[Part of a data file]
----------------------------------------

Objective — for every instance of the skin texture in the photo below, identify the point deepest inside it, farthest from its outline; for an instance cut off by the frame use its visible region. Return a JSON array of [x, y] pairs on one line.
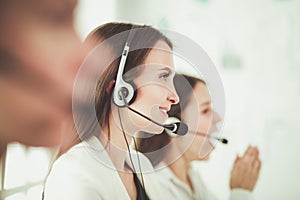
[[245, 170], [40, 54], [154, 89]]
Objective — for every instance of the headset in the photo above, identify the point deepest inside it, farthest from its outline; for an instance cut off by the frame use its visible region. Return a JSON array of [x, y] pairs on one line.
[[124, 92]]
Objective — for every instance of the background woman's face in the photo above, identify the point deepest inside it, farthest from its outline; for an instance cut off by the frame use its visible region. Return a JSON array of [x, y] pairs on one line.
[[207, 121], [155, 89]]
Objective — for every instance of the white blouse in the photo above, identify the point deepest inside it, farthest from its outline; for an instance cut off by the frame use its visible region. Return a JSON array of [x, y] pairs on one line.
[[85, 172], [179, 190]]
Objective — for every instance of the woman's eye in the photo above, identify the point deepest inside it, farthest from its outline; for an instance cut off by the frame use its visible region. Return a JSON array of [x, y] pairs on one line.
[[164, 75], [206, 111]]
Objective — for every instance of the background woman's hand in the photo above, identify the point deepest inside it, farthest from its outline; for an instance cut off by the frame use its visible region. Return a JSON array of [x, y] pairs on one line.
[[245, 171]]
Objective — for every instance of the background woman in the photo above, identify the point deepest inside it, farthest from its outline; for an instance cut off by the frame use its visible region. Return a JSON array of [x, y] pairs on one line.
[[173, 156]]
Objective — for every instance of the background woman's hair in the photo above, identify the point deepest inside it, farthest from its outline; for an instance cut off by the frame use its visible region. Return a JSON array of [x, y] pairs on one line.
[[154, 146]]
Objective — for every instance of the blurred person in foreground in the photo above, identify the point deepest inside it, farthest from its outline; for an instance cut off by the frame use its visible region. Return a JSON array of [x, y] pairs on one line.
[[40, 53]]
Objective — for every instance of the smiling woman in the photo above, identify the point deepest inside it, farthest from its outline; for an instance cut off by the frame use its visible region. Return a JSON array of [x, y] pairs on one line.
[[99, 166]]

----------------------------------------

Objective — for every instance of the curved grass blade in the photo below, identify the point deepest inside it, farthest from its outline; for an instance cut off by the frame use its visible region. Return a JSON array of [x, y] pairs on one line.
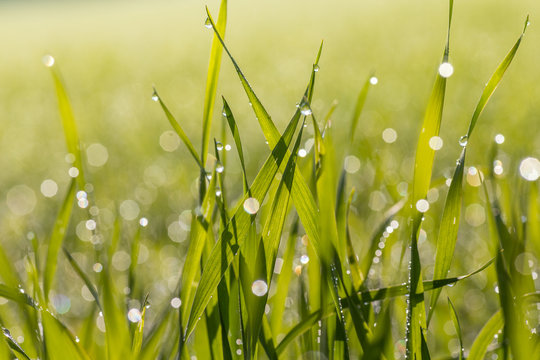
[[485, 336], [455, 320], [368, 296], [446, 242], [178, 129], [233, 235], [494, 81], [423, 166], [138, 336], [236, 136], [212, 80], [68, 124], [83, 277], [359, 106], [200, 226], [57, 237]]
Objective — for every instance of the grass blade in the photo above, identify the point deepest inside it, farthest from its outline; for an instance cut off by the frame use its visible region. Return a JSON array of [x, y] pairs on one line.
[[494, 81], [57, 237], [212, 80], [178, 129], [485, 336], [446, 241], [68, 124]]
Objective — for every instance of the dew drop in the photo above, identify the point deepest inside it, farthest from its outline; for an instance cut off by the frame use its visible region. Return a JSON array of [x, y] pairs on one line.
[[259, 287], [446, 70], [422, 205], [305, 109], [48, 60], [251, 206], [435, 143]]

----------------------------------------

### SHORT TASK
Please copy out verbatim the lines starting at the one that contains "Objective — for every instance of the smiling" and stopping after the one that contains "[[99, 166]]".

### RESULT
Objective — for every instance of the smiling woman in the photo above, identify the point deepest inside it, farthest from its outline; for an instance cut off by the frame use its visible region. Return a JSON array of [x, y] pairs on one line.
[[99, 166]]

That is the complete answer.